**Document section**

Latest News

Tortoise in Love awarded Best Original Score


15/1/13

Yesterday (14th Jan) I received news that my score to Tortoise in Love has won the best original score at the 2013 Idyllwild Cinemafest in California. I’m very excited and obviously extremely happy to receive this award!

Find out more about the festival, listen to more music, and if you like, get in touch!


Solo Piano - with an Italian flavour


1/12/2012

I performed a programme of piano solos to entertain hundreds of diners for two hours at Wolfson College Oxford’s Winter Party - with an Italian Masked Ball theme. I included a range of jazz styles as well as carefully chosen works by Puccini, Mendelssohn as well as Venetian gondola songs.



Three Character Pieces for Brass Quintet: performance 7th October 2012


at St Nicholas Church, Abingdon, Oxfordshire by the Alfredson Brass Quintet, as part of the 2012 Abbey Chamber Concert Series

Tortoise In Love: DVD released


20th September 2012 on sale on Amazon and iTunes, and for download

One Equal Music: first performance 9th June 2012


My four-part "a capella" choral setting of the famous John Donne text (One Equal Music) was premiered yesterday at Great St. Mary's Church Cambridge by the Choir of Jesus College Cambridge, conducted by Mark Williams as part of a memorial service for my father, Sir Alan Cottrell, a former master of the college. You can now hear this performance on my Music page.

Tortoise in Love: Premiere at Odeon Leicester Square 24th May 2012

A convoy of coaches, a tractor and eight hundred villagers from Kingston Bagpuize made their way to London to see the premiere of Tortoise In Love. Well done Guy Browning for getting the film premiered at the Odeon Leicester Square!
It looked and sounded great!



Tortoise in Love: Cinema release date!


15/12/2011

Following an agreement with Rialto Film Distribution, it has been announced that Tortoise in Love will be released in cinemas in Australia and New Zealand on 26th June 2012! Let's hope it spreads further as well!


Solo Piano Show


3/12/2011

Solo piano Jazz gig where I entertained a record five hundred diners for two hours at Wolfson College Oxford’s Winter (themed) Ball. The theme was “Speakeasy”. I included many styles from the 1920s and 1930s, including Ragtime (Scott Joplin), Early Jazz (Jelly Roll Morton) and Boogie Woogie (Albert Ammons).


The Benyounes String Quartet


10/8/2011

The Benyounes String Quartet brilliantly played my “Tango For May” at Dartington International Summer School.

Follow this link for the Benyounes String Quartet site.


Tortoise in Love at Cannes Film Festival


18/5/2011


Follow this link to see the video.

Plenty of villages can boast a strong community spirit and a thriving amateur dramatic scene. Many are content to make do with an annual show in the village hall. But at Kingston Bagpuize in Oxfordshire they've produced their own feature film called Tortoise in Love. This weekend it was screened at the Cannes Film Festival. Rachel Hepworth talked to Steffan Aquarone; Guy Browning, writer and director; Simon Dando, production team and actor; Pat Dando, production team and actress; Jan Carlisle, production designer; and Ginny Grant of Kingston Bagpuize House.


New Website for Tortoise in Love


25/3/2011


Click here and have a look!


Tortoise in Love: Score composition complete!


15/2/2011

Shooting of the film finished in Summer 2009 and post-production of the film has been taking place throughout 2010. Quite a bit of the original score from late 2009 needed to be changed to fit in with the more recent structural changes. This process is now done!

**Stated problem 1**
Rewrite the paragraph of the news page that begins "Solo piano Jazz gig" as a short bulleted list that keeps its main facts.
**Stated problem 2**
Write out the part of the news page between "20th September 2012" and "and sounded great!", inclusive, word for word.
**Stated problem 3**
List every person the news page says Rachel Hepworth talked to.
Answer from the news page alone.

Dataset rows about object locations:
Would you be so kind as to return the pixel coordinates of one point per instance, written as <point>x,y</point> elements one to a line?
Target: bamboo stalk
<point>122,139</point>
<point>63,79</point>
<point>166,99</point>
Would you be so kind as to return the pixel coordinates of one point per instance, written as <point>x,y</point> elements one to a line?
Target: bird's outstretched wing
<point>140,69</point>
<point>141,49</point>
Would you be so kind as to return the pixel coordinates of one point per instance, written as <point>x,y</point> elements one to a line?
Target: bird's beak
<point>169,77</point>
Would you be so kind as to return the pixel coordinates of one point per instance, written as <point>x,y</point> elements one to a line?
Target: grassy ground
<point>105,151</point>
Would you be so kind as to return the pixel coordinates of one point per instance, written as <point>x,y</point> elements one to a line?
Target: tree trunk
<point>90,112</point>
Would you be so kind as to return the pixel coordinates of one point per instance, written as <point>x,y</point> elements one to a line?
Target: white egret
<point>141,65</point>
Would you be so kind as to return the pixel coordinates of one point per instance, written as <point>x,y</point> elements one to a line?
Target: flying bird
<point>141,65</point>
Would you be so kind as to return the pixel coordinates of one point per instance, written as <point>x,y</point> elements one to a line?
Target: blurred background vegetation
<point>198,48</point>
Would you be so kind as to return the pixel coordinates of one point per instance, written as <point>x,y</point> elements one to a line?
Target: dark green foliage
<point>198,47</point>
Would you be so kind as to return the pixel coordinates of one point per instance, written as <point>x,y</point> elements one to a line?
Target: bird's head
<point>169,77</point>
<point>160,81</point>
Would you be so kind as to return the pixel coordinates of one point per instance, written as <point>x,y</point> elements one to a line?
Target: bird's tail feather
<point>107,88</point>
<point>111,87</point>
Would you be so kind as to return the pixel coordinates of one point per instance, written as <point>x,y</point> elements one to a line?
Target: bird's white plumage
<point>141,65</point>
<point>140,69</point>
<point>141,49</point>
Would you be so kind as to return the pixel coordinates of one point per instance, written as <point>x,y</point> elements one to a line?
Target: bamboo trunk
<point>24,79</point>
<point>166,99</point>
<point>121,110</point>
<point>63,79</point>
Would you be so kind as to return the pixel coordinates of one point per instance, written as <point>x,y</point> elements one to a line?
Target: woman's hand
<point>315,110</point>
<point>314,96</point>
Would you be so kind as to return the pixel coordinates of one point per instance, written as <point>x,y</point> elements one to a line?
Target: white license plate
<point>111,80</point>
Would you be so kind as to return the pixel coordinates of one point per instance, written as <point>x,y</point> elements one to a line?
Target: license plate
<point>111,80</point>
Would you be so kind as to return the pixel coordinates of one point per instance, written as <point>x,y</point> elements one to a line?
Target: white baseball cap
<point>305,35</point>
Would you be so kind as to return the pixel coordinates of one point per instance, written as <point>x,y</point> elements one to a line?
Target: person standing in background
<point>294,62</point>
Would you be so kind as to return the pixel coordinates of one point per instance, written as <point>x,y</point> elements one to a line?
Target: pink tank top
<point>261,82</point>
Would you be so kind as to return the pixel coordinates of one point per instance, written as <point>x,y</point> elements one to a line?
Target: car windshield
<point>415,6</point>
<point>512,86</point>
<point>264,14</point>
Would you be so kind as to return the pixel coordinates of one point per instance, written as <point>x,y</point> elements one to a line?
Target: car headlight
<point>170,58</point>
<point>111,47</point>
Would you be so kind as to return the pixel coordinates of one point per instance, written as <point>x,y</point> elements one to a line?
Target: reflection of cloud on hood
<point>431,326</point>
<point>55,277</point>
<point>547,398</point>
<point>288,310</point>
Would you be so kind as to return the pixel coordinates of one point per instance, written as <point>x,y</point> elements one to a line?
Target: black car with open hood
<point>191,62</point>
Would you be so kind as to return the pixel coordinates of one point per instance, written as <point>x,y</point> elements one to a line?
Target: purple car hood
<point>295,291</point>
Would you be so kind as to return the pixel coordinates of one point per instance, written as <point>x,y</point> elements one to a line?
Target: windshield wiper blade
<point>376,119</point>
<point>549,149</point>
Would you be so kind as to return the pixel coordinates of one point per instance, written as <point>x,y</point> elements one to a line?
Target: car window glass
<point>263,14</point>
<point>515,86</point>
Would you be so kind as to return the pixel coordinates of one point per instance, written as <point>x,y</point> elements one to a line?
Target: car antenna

**Full solution 1**
- Solo piano jazz gig at Wolfson College Oxford's Winter (themed) Ball
- Entertained a record five hundred diners for two hours
- Theme: "Speakeasy"
- Styles from the 1920s and 1930s, including Ragtime (Scott Joplin), Early Jazz (Jelly Roll Morton) and Boogie Woogie (Albert Ammons)

**Full solution 2**
20th September 2012 on sale on Amazon and iTunes, and for download

One Equal Music: first performance 9th June 2012


My four-part "a capella" choral setting of the famous John Donne text (One Equal Music) was premiered yesterday at Great St. Mary's Church Cambridge by the Choir of Jesus College Cambridge, conducted by Mark Williams as part of a memorial service for my father, Sir Alan Cottrell, a former master of the college. You can now hear this performance on my Music page.

Tortoise in Love: Premiere at Odeon Leicester Square 24th May 2012

A convoy of coaches, a tractor and eight hundred villagers from Kingston Bagpuize made their way to London to see the premiere of Tortoise In Love. Well done Guy Browning for getting the film premiered at the Odeon Leicester Square!
It looked and sounded great!

**Full solution 3**
- Steffan Aquarone
- Guy Browning
- Simon Dando
- Pat Dando
- Jan Carlisle
- Ginny Grant